Point localization data:
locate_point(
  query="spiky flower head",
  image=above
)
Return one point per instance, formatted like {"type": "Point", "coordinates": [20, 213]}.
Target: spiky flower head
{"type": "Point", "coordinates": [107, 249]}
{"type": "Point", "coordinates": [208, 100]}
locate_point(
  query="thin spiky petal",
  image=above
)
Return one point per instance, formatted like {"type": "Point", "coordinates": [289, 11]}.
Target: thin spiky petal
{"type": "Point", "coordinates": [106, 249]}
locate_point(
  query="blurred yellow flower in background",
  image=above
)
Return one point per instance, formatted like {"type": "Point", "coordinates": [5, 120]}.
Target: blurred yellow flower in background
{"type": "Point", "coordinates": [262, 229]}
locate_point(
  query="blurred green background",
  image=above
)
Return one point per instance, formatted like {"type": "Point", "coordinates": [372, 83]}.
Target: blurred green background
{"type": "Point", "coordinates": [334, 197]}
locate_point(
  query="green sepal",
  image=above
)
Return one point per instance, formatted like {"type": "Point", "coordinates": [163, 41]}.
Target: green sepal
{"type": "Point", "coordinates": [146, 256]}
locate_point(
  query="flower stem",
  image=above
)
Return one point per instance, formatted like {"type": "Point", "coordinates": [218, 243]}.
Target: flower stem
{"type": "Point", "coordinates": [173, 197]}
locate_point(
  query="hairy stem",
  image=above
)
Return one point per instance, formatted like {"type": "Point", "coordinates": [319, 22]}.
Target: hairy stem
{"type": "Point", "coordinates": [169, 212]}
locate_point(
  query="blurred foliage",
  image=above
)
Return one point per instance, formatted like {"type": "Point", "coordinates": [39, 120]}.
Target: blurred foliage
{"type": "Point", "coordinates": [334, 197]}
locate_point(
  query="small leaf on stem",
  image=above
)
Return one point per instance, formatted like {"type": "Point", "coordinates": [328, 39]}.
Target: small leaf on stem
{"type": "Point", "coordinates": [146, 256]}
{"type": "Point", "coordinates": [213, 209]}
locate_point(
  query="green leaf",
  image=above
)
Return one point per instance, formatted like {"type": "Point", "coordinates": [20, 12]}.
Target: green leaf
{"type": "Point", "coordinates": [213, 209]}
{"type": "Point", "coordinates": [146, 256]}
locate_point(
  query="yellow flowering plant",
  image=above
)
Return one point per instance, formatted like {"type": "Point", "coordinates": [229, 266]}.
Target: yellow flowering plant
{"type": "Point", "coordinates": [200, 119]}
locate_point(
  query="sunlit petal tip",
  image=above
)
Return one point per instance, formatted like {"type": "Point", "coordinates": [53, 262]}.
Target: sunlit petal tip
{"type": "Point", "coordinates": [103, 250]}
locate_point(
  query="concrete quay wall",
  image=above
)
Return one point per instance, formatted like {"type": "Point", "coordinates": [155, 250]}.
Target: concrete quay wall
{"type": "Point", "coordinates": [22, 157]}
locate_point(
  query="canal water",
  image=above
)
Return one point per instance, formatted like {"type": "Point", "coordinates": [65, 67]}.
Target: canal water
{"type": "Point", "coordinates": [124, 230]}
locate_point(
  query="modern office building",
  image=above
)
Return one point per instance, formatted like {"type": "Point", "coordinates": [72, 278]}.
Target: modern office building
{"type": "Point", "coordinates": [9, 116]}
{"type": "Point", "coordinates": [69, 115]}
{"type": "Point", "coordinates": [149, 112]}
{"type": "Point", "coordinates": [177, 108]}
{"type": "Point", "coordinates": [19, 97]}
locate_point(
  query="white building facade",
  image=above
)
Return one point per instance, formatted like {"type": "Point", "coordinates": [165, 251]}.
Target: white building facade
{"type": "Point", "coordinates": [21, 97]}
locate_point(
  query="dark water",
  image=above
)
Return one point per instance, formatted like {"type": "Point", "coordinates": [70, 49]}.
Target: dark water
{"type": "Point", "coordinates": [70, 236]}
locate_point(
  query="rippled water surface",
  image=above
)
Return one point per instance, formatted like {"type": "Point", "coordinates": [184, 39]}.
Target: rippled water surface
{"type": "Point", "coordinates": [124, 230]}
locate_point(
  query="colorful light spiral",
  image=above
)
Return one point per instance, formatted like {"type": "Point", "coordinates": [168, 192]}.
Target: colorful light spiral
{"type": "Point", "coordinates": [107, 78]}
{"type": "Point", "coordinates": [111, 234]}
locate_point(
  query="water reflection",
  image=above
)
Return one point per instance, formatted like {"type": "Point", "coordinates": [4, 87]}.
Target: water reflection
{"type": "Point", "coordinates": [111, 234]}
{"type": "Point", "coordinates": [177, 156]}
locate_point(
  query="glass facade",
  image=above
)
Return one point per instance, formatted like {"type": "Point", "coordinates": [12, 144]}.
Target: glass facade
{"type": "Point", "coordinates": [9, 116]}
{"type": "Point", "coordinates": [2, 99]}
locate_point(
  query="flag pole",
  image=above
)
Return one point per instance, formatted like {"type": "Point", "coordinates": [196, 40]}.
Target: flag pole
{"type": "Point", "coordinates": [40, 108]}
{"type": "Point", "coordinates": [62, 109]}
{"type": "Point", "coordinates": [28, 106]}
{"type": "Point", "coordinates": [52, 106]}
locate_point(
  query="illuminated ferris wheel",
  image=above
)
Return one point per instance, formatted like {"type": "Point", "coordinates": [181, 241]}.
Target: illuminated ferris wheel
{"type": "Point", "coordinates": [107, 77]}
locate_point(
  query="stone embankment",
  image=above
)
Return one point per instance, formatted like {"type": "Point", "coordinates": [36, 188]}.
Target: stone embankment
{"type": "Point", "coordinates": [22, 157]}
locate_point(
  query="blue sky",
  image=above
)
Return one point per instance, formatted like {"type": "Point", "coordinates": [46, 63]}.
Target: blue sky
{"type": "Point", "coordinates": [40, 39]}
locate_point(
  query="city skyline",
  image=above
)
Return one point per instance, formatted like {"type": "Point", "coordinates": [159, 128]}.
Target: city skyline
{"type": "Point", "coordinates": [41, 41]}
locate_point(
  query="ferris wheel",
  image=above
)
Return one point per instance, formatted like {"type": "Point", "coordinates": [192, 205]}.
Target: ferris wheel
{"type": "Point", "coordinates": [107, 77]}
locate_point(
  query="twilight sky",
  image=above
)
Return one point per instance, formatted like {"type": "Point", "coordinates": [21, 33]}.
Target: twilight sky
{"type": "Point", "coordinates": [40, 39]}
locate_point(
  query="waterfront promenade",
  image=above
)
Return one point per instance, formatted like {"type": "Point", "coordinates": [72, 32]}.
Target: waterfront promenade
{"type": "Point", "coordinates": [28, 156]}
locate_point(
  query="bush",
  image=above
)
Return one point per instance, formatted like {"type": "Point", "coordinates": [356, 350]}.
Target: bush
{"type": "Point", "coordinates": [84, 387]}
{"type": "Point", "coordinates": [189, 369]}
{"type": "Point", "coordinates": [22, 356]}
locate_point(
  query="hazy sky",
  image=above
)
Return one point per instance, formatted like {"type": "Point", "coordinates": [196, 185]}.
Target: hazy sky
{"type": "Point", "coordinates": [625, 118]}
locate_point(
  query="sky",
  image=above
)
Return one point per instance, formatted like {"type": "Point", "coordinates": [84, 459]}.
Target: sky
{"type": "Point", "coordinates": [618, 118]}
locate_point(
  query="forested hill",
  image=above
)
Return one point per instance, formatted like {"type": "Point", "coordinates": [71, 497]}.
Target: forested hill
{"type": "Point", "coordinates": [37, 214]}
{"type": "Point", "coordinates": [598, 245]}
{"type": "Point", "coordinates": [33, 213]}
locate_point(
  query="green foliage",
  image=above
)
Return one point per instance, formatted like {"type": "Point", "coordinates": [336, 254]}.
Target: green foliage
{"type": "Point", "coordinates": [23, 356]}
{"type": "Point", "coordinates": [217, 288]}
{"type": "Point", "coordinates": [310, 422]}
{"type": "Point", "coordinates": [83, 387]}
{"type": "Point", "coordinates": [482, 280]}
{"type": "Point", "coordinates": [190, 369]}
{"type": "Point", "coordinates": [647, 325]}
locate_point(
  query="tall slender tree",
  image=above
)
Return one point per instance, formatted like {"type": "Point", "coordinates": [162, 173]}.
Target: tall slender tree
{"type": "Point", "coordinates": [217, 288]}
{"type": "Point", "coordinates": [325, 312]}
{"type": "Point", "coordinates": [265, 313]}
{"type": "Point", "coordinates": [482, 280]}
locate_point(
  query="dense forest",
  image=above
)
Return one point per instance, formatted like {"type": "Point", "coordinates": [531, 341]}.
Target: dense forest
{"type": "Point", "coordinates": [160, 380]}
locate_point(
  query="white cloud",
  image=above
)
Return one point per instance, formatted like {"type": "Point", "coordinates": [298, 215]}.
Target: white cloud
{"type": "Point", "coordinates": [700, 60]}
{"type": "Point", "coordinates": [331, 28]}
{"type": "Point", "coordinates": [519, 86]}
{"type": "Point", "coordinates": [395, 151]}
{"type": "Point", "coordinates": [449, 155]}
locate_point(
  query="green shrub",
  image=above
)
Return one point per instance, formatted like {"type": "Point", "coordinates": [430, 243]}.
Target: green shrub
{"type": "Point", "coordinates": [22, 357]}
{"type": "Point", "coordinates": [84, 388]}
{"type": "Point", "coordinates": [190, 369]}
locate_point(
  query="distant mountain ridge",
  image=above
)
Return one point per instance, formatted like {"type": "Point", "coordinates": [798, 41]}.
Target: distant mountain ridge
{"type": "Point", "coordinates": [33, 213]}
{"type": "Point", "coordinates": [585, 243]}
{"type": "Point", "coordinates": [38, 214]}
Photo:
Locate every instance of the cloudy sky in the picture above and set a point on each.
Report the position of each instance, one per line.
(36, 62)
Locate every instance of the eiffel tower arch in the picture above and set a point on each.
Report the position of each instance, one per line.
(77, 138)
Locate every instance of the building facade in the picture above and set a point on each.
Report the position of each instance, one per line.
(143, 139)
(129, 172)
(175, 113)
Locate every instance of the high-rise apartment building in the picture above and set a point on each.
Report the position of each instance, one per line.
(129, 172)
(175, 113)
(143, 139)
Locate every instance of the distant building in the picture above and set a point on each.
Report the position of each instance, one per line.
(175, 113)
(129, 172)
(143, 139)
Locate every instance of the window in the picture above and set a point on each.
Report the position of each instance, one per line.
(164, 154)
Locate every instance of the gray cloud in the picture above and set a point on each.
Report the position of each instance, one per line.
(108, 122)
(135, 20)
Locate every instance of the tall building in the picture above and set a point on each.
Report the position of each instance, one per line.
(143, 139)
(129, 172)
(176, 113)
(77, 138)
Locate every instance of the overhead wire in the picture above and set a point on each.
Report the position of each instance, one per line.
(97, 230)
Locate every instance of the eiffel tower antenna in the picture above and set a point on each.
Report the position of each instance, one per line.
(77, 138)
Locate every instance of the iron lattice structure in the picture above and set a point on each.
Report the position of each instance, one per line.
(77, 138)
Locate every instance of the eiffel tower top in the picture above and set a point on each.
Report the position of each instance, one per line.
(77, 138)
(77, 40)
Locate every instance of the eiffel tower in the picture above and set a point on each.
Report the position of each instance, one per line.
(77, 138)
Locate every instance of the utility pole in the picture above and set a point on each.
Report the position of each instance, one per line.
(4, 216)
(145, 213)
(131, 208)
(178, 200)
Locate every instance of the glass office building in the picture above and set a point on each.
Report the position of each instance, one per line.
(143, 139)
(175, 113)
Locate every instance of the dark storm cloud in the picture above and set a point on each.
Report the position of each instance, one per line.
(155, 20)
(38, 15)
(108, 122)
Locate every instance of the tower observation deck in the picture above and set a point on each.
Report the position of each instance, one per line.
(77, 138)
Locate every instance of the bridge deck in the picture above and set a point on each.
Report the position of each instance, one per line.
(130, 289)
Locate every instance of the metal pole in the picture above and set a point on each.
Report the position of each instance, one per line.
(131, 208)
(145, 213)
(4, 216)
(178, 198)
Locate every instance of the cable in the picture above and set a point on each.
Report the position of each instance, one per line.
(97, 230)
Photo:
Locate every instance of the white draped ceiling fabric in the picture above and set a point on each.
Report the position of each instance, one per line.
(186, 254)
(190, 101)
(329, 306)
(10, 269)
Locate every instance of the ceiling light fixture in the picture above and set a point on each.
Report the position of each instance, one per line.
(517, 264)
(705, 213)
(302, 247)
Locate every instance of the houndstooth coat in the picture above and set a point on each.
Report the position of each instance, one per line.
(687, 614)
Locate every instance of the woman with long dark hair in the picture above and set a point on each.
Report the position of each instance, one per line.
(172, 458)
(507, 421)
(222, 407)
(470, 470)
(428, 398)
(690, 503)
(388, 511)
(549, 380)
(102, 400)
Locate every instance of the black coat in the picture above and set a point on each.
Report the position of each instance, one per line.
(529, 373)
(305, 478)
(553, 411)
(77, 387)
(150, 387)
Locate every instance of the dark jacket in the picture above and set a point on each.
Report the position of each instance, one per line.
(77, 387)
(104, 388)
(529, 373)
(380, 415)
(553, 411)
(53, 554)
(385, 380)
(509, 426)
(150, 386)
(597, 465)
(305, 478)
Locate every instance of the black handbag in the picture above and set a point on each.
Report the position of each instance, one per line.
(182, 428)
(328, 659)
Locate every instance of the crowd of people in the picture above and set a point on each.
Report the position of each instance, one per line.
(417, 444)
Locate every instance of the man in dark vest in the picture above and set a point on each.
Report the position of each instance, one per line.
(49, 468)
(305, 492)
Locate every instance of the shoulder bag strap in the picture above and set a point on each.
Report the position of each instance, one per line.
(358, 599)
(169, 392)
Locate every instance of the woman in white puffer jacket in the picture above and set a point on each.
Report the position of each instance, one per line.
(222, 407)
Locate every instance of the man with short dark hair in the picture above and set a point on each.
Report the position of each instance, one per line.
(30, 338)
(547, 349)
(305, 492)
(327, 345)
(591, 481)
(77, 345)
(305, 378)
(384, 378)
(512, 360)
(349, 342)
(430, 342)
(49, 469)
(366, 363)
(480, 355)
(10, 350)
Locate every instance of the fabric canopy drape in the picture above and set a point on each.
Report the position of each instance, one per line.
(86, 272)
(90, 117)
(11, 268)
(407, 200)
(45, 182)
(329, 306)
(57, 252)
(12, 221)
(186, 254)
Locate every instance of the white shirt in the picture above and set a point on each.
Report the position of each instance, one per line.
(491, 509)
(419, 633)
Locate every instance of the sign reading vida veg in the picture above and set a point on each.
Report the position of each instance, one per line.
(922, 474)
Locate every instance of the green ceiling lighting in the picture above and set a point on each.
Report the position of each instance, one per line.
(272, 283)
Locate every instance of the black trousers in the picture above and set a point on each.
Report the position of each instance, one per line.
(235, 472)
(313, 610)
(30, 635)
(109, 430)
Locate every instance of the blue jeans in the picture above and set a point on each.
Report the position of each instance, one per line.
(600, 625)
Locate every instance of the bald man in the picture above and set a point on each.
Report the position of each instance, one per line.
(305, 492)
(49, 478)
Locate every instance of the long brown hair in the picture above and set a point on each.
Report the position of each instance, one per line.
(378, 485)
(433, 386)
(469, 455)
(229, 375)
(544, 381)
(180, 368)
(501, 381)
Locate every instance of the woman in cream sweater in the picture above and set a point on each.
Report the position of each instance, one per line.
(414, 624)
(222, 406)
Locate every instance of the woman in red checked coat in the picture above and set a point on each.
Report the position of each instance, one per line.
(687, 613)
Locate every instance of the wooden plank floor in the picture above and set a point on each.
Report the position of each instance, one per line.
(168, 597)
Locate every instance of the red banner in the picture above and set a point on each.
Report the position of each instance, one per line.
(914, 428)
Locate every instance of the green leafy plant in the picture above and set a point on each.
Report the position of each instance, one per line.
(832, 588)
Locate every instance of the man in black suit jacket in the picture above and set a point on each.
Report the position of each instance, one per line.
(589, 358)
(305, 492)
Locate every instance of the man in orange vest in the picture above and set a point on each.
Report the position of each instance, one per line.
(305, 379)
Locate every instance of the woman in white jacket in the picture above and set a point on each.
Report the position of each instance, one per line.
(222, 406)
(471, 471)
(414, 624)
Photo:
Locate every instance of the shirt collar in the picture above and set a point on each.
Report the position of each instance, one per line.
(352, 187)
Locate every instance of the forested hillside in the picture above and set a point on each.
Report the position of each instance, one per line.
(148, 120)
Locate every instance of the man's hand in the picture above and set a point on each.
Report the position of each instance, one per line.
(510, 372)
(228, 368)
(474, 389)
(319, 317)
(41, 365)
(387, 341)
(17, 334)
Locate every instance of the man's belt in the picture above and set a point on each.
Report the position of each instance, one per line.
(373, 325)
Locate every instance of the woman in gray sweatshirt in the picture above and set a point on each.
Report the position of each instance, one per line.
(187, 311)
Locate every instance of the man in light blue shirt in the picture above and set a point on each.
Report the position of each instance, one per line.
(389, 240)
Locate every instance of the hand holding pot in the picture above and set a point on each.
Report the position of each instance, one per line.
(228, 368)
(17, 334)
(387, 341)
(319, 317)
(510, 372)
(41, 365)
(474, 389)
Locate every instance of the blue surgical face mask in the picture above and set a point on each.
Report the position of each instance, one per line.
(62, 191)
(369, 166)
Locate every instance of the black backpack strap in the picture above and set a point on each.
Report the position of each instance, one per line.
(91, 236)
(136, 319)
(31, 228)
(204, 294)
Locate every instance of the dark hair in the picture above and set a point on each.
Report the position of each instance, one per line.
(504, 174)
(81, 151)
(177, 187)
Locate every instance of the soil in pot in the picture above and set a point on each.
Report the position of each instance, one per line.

◆ **TASK GOAL**: In the records, which lines use the word "coat"? Report them.

◆ **TASK OUTPUT**:
Locate every instance of the houndstooth coat in the picture above and set a point on each.
Locate every instance of the black coat in the picture above and set a point on each.
Locate every instance of the woman in red checked coat in the picture above and set a point on each.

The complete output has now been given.